(Prompt 1) In the passage about the poisoned chowder on the Titanic set, what did the Nova Scotia Department of Health's inspection find in the lobster chowder?
(Prompt 2) Write the next part of the passage about the poisoned chowder on the Titanic set, starting after its final paragraph.

(Text provided begins)

Kate Winslet and Leonardo DiCaprio were fortunate to be nowhere near the Halifax operation, home to Titanic’s contemporary framing device involving Paxton’s treasure-hunting researcher and the elderly Rose DeWitt Bukater (86-year-old Gloria Stewart, who either ate half a bowl of chowder or was off dining at a restaurant that night, depending on which source you ask).

Cameron once told The New Yorker there was a sense of “catastrophe around the whole production.” By the time postproduction ended, the project was $100 million over budget and several months behind schedule. Cameron had obsessed over period details, pouring money into real caviar and authentic Edwardian carpeting. Meals on the set were as “over-the-top” as everything else, Clarke recalls.

The PCP incident became part of the backstage lore almost as soon as it happened, creating another headache for the suits at Paramount and Fox, which were co-financing the film. On August 27, the Nova Scotia Department of Health sent producer Jon Landau a letter stating that its inspection confirmed the lobster chowder contained PCP, a hallucinogen also known as angel dust. “I have handed this investigation over to the Halifax Regional Police Service, who I’m sure will be in touch with you,” health official Meredith Blake wrote. The following day, the police released a statement announcing the criminal investigation. Two weeks later, the ordeal was a headline story in EW.

“By the time we got back from eating, after about 30 minutes, that’s when I started noticing something was wrong,” Marilyn McAvoy, a standby painter who finessed various props, told Vice in 2017. “Everyone seemed confused. Everyone was having trouble getting their work done. … En masse, we went through these hospital doors at 1 a.m. in the morning. They did not know what to do with us. It became pretty chaotic.”

Somewhere between 50 and 80 people spent some or all of that night at Dartmouth. Eventually they were placed in individual “cubicles,” per McAvoy’s description, but there was no stopping the agony or the ecstasy that had broken out. “People are moaning and crying, wailing, collapsed on tables and gurneys,” Cameron told Vanity Fair in 2009. “The DP, Caleb Deschanel, is leading a number of crew down the hall in a highly vocal conga line. You can’t make this stuff up.”

Amid the disorder, Paxton hightailed it out of there. “I said, ‘Jim, I’m not gonna hang out here. This is bedlam,’” he told the Los Angeles Times in 2015. “‘I’m gonna … wander back down to the set and just drink a case of beer,’ which is what I did. That seemed to help me.”

(Text provided ends)
(Provided material begins)

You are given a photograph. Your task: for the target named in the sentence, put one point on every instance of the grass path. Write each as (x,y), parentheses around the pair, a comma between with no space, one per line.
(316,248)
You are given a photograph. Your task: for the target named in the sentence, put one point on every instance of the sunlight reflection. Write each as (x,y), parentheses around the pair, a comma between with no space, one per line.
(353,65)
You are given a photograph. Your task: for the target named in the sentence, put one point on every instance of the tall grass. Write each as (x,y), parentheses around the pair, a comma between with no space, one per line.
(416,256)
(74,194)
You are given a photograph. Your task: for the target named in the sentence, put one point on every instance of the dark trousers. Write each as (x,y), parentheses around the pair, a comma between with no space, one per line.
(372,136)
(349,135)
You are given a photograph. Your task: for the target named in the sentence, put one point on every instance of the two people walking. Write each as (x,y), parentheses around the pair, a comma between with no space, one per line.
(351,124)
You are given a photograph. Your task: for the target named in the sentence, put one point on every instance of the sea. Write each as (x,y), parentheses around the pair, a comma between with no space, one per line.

(Provided material ends)

(Exercise result 1) PCP, a hallucinogen also known as angel dust.

(Exercise result 2)
Back on the set, the unscathed were essentially quarantined. Clarke remembers hanging out in a Winnebago. Around 4 a.m., Cameron and Paxton strolled in. “Their eyes were beet-red, like unbelievably,” Clarke says. “Jim had a bottle of Scotch, and Bill Paxton had a bag of joints because he was a real stoner. I’m kind of laughing about it because I didn’t eat the chowder, and then I’m there in the trailer smoking a joint.” Cameron was thrilled because he’d been granted an extra day of production to finish the scene that couldn’t be completed due to all of the tripping.

As the sun went up, those who’d gone to the hospital came down from their highs. No one had died or been poisoned. Most returned to their accommodations to sleep so they could return for the additional night shoot. One grip grabbed his guitar and wrote a song about the whole thing. “It was just a strange experience,” Roussel says.

The Canadian investigation ramped up as Titanic spent months shooting the ambitious Kate-and-Leo flashback sequences in Rosarito, Mexico. News of the PCP debacle quickly traveled south, actor Billy Zane recalls. (“Those kids had all the fun,” he jokes.) Most of the Nova Scotia crew didn’t go on to Rosarito, but at least one craft-service operator did. He was rumored to have been “taken away at gunpoint by the Mexican police because somebody else on the crew said, ‘Oh, I think it was him,’ fingering the wrong person,” Clarke says. At least, “That’s the word I got back.”

With dubious accusations flying, the sleuthing continued for two and a half years, turning up no results. The case was officially closed in February 1999, meaning the wrongdoer(s) remain at large.